▸ **Excerpted passage**:
- - - -

Sales in the Water Metering segment reached Euro 7.1 million, a 2.4% decrease compared to the same period in 2024. Sales were generated in Spain for 24.2%, in Portugal for 17.9%, in the rest of Europe for 40.3% and for 14.8% and 2.8% in America and Asia respectively.

 

Operating performance

Consolidated revenues for the first quarter of 2025 amounted to Euro 70.1 million, reflecting a 1.5% increase compared to Euro 69.0 million in the same period in 2024.

The adjusted EBITDA reached Euro 7.4 million, marking a 94.7% increase from Euro 3.8 million in the first quarter of 2024 was affected by the effect of higher volumes in the Heating&Ventilation division and the consolidation of efficiency measures implemented in 2024.

The purchase cost of raw materials and consumables, including inventory variations, amounted to Euro 33.5 million, representing 47.8% of revenues, compared to 50.5% in the first quarter of 2024.

Service costs amounted to Euro 11.8 million, up from Euro 11.0 million in the first quarter of 2024, accounting for 16.8% and 16.0% of revenues, respectively.

Personnel costs stood at Euro 18.6 million, down from Euro 19.1 million in the same period in 2024, representing 26.6% of revenues compared to 27.6% in 2024. Excluding one-time reorganization expenses, personnel costs were Euro 17.0 million, or 24.3% of revenues.

- - - -

▸ **Items**:
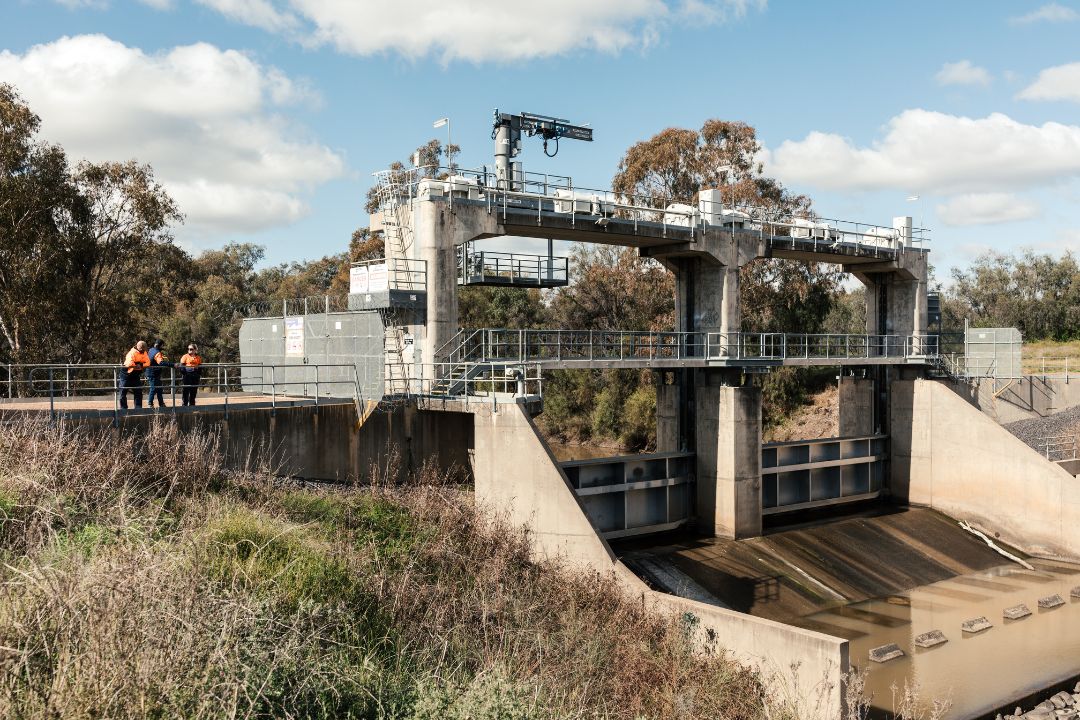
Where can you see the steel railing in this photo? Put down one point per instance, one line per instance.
(220, 384)
(525, 345)
(511, 268)
(542, 192)
(477, 383)
(1058, 447)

- - - -

▸ **To be done**:
[1] In the financial results passage, copy word for word everything from "Sales in the" down to "implemented in 2024.".
[2] Name each geographic area for which the financial results passage gives a share of Water Metering sales.
[3] Carry on the financial results passage from its last sentence.

▸ **Responses in order**:
[1]
Sales in the Water Metering segment reached Euro 7.1 million, a 2.4% decrease compared to the same period in 2024. Sales were generated in Spain for 24.2%, in Portugal for 17.9%, in the rest of Europe for 40.3% and for 14.8% and 2.8% in America and Asia respectively.

 

Operating performance

Consolidated revenues for the first quarter of 2025 amounted to Euro 70.1 million, reflecting a 1.5% increase compared to Euro 69.0 million in the same period in 2024.

The adjusted EBITDA reached Euro 7.4 million, marking a 94.7% increase from Euro 3.8 million in the first quarter of 2024 was affected by the effect of higher volumes in the Heating&Ventilation division and the consolidation of efficiency measures implemented in 2024.

[2] Spain, Portugal, the rest of Europe, America, Asia

[3]
Depreciation and amortization costs amounted to Euro 6.4 million, slightly lower than the Euro 7.0 million reported in the first quarter of 2024.

The operating result (EBIT) amounted to Euro -0.8 million, compared to a loss of Euro 0.5 million in the first quarter of 2024.

The adjusted operating result (EBIT adjusted) for the first quarter of 2025 stood at Euro 1.0 million.

Net financial charges for the first quarter of 2025 were Euro 1.4 million, down from Euro 1.8 million in the same period in 2024.

Taxes for the period amounted to Euro 0.8 million, compared to a deferred tax provision of Euro 0.2 million in the first quarter of 2024.

The net result for the period registered a loss of Euro 2.9 million, compared to a loss of Euro 1.8 million in the same period in 2024.

The adjusted net result for the period was a loss of Euro 1.5 million, compared to a loss of Euro 3.6 million in the same period in 2024.

 

Cash flow performance

As of March 31, 2025, the net financial debt amounted to Euro 147.2 million, compared to Euro 145.9 million as December 31, 2024 and Euro 161.1 million as March 31, 2024. The evolution of the net financial position is shown in the table below:

(Euro,000) Q1 2025 Q1 2024
Cash flow from current activities (A) 6,022 4,028
Change in inventories (5,452) (6,983)
Change in trade receivables 3,001 435
Change in trade payables 2,108 541
Change in other current assets and liabilities and for taxes (1,241) (1,149)
Cash flow from changes in Working Capital (B) (1,584) (7,156)
CASH FLOW FROM OPERATING ACTIVITIES (A + B) 4,438 (3,128)
Cash flow from investing activities (C) (2,444) (4,439)
OPERATING CASH FLOW AFTER INVESTING ACTIVITIES (A + B + C) 1,994 (7,567)
Changes for interest (1,692) (2,305)
Changes MTM derivatives and amortised cost 76 487
Changes in translation reserves and other assets (288) (185)
Changes to financial assets (1,120) 2,272
IFRS 16 (345) (70)
Change in Net Financial Position (1,375) (7,368)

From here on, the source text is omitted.